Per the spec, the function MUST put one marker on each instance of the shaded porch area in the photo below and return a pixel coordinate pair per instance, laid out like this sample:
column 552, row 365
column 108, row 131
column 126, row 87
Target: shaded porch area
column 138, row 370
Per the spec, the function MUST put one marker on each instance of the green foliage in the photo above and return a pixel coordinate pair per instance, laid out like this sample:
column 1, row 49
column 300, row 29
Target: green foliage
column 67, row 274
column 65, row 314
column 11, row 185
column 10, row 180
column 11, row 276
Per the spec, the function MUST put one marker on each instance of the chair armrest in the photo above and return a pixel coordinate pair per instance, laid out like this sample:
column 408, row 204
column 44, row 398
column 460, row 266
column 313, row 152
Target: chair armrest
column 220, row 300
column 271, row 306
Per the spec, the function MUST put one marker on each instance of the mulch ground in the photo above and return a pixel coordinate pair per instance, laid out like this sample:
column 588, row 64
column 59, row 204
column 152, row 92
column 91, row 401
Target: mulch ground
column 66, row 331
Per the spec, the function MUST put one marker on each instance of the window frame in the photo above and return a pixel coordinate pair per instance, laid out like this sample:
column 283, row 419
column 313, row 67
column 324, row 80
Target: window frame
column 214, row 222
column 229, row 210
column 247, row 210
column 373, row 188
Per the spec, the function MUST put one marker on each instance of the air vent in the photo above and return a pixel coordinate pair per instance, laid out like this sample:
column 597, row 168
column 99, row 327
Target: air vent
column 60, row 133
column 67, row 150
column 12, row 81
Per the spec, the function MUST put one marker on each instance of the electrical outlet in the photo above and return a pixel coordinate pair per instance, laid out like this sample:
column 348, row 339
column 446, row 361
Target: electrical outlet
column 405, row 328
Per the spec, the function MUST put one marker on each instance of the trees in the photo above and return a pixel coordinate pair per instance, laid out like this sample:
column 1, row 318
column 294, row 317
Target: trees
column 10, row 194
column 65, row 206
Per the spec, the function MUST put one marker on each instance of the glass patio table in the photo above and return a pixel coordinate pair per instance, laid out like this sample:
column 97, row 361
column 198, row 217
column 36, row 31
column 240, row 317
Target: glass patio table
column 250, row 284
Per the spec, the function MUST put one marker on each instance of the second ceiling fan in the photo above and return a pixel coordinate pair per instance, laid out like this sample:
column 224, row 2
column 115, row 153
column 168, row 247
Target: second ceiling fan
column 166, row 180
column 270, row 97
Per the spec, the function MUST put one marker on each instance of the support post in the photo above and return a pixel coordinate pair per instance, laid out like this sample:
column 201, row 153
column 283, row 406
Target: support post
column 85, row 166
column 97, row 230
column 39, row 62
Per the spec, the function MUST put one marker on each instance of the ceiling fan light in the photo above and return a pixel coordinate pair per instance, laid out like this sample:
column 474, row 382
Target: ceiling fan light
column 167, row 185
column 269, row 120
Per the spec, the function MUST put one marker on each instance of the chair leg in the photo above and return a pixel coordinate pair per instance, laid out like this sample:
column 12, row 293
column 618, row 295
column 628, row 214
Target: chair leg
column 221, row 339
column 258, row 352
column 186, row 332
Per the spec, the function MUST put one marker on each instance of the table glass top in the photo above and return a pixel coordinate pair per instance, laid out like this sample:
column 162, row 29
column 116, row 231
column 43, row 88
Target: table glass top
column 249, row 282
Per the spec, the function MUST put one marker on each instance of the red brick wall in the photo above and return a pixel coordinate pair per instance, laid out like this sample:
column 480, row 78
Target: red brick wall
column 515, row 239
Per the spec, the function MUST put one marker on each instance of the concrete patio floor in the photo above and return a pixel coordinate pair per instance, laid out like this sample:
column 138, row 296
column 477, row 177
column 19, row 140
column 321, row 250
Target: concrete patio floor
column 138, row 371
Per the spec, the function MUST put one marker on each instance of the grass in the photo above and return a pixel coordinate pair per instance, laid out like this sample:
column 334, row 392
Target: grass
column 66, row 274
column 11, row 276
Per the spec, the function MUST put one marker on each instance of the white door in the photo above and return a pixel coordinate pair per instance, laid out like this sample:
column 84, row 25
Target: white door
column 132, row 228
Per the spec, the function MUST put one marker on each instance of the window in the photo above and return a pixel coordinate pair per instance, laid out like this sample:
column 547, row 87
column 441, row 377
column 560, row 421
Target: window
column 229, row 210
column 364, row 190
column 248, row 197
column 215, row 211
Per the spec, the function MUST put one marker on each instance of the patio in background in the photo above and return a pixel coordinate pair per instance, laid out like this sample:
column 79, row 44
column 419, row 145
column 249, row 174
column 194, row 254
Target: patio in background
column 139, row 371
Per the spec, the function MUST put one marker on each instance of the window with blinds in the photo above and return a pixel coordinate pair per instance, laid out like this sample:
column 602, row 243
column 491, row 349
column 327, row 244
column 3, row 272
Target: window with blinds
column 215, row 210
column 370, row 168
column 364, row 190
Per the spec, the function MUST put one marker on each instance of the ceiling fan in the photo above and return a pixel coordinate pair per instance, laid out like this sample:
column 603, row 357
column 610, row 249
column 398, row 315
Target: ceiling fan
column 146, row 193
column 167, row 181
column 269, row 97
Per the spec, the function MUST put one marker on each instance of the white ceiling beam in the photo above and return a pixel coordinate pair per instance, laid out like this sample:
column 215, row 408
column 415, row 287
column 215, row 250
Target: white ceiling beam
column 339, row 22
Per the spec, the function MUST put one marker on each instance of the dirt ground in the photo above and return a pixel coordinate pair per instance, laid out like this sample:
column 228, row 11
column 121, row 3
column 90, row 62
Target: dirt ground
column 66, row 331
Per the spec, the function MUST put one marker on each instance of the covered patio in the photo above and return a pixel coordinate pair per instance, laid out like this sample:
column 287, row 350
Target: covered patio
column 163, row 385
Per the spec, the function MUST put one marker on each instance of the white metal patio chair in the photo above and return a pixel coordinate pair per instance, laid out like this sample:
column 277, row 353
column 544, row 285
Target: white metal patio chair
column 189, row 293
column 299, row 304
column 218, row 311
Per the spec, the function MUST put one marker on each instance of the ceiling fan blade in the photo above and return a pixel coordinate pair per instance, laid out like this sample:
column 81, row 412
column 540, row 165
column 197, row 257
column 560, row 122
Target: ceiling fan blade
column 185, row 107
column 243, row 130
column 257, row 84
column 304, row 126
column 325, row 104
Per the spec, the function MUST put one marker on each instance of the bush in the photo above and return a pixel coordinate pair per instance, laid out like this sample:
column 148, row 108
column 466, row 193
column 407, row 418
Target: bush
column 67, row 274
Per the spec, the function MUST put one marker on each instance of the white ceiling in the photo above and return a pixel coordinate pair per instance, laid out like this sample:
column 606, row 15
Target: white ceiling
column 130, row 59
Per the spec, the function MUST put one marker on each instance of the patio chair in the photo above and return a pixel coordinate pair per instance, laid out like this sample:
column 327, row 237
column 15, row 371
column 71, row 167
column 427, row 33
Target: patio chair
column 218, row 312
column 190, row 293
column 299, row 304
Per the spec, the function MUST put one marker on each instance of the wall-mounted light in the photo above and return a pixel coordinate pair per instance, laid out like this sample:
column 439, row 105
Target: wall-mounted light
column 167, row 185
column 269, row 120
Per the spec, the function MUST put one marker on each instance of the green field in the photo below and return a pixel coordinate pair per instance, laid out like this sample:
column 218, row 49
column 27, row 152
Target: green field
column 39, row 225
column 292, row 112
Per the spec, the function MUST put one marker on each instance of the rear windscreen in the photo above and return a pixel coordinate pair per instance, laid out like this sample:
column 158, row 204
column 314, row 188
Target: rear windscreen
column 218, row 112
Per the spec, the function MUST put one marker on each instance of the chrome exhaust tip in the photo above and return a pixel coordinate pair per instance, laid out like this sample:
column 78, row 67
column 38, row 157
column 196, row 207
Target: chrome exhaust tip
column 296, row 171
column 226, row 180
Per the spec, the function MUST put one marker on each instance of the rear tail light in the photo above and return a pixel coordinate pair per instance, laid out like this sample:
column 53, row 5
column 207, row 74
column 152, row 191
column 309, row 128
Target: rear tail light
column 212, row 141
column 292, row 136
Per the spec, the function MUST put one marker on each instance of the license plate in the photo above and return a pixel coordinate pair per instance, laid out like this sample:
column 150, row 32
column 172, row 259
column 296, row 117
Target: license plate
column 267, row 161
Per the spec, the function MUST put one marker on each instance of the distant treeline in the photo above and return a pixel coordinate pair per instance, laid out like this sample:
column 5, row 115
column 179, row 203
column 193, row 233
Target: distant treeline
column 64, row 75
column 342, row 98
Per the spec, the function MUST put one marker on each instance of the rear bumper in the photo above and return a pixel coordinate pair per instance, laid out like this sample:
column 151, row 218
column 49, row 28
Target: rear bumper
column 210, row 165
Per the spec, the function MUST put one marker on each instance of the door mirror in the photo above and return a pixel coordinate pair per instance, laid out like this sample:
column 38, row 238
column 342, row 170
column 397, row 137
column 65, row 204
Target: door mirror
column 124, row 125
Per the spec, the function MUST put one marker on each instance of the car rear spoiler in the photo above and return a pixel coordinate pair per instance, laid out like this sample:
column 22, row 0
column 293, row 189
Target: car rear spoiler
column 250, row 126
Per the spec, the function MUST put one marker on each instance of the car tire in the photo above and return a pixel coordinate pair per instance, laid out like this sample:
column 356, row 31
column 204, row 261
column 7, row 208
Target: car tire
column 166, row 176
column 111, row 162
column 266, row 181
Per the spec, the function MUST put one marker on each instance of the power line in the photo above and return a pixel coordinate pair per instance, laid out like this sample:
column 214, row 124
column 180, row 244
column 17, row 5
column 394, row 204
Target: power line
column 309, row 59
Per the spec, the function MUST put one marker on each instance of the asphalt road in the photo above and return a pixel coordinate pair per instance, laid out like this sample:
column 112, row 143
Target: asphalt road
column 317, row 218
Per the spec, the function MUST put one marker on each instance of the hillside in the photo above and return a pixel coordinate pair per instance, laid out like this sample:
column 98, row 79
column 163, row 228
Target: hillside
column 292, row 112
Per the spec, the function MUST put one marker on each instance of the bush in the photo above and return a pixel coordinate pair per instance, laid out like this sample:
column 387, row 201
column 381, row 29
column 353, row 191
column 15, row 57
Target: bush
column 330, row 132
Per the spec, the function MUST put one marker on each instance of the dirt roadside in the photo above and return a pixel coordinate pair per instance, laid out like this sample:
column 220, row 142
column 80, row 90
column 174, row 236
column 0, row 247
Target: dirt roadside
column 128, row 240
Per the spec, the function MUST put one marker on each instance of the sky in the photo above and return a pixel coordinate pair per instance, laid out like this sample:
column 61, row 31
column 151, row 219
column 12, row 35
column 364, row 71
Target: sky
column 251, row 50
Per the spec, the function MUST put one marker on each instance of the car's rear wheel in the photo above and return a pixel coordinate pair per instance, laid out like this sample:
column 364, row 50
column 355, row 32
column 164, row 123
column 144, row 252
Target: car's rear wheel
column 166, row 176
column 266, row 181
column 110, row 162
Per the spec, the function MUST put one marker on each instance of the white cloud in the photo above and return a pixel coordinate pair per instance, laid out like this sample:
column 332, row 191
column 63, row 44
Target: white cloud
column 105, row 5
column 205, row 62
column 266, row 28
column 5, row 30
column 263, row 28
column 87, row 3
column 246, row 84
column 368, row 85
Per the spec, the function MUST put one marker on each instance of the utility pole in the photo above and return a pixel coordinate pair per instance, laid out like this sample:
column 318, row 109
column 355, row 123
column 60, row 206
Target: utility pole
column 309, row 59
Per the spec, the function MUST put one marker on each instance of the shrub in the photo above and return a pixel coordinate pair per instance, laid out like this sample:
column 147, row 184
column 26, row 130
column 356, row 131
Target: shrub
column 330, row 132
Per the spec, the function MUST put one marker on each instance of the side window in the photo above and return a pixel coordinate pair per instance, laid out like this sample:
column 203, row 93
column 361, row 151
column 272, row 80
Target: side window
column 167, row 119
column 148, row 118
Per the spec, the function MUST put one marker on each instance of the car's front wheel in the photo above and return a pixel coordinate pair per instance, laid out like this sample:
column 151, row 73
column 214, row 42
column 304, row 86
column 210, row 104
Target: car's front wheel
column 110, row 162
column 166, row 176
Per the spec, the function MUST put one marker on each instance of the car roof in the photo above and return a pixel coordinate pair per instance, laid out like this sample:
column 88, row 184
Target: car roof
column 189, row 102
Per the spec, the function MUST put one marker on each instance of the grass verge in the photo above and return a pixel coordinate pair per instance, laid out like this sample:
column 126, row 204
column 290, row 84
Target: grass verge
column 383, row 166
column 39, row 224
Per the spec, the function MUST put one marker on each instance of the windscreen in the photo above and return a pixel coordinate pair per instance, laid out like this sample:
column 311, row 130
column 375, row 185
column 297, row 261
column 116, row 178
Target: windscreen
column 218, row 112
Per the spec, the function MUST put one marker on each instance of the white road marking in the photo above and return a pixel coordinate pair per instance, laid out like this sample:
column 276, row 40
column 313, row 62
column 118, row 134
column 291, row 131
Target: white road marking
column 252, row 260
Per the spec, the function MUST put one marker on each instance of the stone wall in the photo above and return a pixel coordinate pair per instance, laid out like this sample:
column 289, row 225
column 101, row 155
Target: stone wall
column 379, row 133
────────────────────────────────────────
▶ **Challenge**:
Please quote the stretch of the entries above from the line containing "of the asphalt" through the line containing "column 251, row 50", word for word.

▶ **The completed task**:
Per the spec, the function MUST put one marker on each instance of the asphalt road in the photo above and return a pixel coordinate pair per instance, laid out like this sample:
column 112, row 143
Target: asphalt road
column 317, row 218
Per the spec, the function MUST put one marker on each instance of the hillside in the photo above and return a pixel coordinate pair per instance, laid out like this sample:
column 98, row 79
column 163, row 228
Target: hillside
column 292, row 112
Per the spec, the function MUST put one marker on each instance of the bush in the photo above and return a pixel coordinate pair per instance, laid out like this sample:
column 387, row 201
column 381, row 29
column 353, row 191
column 15, row 57
Target: bush
column 330, row 132
Per the spec, the function MUST put one marker on each instance of the dirt roadside in the photo above and return a pixel coordinate pair per instance, laid out like this sample:
column 220, row 142
column 80, row 90
column 174, row 236
column 0, row 247
Target: dirt roadside
column 128, row 240
Per the spec, the function MUST put one marker on each instance of the sky in the photo above and return a pixel coordinate pair per instance, laid out like this sample:
column 61, row 31
column 151, row 219
column 12, row 35
column 364, row 71
Target: sky
column 251, row 50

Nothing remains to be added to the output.